◆ **Problem requirements**
Return exactly the span of lines that opens with the line containing "Q: Find one point on every instance of the light" and closes with the last line of the data, inclusive.

(Location identification entries)
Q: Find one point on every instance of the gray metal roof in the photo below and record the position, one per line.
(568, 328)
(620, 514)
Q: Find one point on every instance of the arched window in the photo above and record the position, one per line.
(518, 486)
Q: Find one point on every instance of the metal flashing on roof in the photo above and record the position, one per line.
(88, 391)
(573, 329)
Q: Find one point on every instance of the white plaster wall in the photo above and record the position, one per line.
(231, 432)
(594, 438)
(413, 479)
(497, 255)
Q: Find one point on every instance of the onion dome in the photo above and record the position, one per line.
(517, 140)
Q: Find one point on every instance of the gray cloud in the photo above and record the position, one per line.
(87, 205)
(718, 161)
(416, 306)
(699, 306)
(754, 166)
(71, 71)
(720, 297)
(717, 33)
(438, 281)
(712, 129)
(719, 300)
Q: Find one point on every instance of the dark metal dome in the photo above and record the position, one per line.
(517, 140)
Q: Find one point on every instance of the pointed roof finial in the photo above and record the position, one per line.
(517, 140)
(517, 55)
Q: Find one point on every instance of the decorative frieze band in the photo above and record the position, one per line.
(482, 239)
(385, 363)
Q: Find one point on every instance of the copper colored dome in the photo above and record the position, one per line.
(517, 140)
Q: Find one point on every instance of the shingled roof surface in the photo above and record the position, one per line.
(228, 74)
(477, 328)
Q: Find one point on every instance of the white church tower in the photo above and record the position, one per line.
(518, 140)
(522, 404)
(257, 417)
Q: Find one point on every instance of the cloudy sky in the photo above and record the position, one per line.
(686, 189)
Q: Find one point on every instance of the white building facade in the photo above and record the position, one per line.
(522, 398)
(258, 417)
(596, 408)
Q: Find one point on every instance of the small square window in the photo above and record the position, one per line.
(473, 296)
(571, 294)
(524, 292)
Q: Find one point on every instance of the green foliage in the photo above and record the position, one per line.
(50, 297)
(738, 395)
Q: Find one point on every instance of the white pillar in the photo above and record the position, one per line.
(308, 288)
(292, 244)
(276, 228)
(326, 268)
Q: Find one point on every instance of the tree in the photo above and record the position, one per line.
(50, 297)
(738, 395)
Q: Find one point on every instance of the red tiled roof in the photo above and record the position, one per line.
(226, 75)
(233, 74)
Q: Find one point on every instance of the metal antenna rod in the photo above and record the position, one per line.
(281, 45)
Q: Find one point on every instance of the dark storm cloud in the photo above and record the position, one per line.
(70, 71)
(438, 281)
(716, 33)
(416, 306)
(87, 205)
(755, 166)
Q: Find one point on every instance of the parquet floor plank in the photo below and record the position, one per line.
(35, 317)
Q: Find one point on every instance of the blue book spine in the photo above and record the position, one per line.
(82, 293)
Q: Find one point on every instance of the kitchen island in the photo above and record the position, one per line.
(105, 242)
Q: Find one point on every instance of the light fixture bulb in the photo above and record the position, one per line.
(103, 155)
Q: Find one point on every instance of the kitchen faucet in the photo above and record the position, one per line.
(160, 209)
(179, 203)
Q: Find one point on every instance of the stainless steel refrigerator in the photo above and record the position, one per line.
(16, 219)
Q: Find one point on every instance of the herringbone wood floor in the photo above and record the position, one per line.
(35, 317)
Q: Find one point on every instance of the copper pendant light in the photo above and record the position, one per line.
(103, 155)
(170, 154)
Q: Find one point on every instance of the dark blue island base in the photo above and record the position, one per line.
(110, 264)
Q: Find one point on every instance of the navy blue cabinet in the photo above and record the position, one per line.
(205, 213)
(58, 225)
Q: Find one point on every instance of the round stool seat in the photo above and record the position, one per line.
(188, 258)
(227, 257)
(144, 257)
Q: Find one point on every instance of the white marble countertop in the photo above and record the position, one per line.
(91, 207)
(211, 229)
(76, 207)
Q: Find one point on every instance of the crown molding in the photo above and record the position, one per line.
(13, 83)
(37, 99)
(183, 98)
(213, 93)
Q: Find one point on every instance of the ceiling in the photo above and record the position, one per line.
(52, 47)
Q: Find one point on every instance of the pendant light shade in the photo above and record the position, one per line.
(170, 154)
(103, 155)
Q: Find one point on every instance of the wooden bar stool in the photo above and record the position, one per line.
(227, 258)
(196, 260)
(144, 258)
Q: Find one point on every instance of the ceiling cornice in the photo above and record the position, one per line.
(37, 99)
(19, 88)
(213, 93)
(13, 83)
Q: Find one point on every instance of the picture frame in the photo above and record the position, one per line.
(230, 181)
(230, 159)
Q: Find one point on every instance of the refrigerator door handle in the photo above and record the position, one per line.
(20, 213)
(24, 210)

◆ **Correct result**
Q: Find one point on every instance of the light fixture bulb in the photo above and record the position, one per line.
(103, 155)
Q: Find one point on every instance of the kitchen faucet in the photo above and record the position, one per line.
(160, 209)
(179, 203)
Q: Find one point on every instance of the stainless steel refrigerator in the photo above and record the position, one per line.
(16, 219)
Q: Find one point on every instance of the herringbone wood floor in the photo above and record the position, one per line.
(35, 317)
Q: Find one point on every instance of the copper pendant light in the photo above and record the position, one per line.
(103, 155)
(170, 154)
Q: Find one point on every instance of the dark blue island base in the photo above and record the position, one per line.
(110, 264)
Q: Find one point on every instance of the navy blue cabinet in the photo above and record the position, one per line.
(205, 213)
(58, 225)
Q: Find one point on every instance of the round stool seat in the photo above and record the position, one per line.
(188, 258)
(227, 257)
(144, 257)
Q: Find one point on every instance of the white marble countertop in the photo above and record the position, one per line.
(91, 207)
(211, 229)
(76, 207)
Q: Find one point on every instance of the crown molding in the photo above and record the position, one per line.
(13, 83)
(37, 99)
(183, 98)
(213, 93)
Q: Find one point on every instance of the ceiling in the photo above and record the position, one per line.
(52, 47)
Q: Find one point on every instance of the pendant light shade in the photo above and record the position, one per line.
(170, 154)
(103, 155)
Q: Find one point on every instance of the wooden bar stool in the photo above and record the position, one per line.
(227, 258)
(196, 260)
(144, 258)
Q: Find one point on every instance of the ceiling cornice in the photo above and record the position, one per line.
(37, 99)
(19, 88)
(213, 93)
(13, 83)
Q: Find one point on every instance of the picture frame in the photo above and record the position, one per line.
(230, 181)
(230, 159)
Q: Find one point on every instance of the refrigerator door handle in the photo above and record the position, one per line.
(20, 213)
(24, 210)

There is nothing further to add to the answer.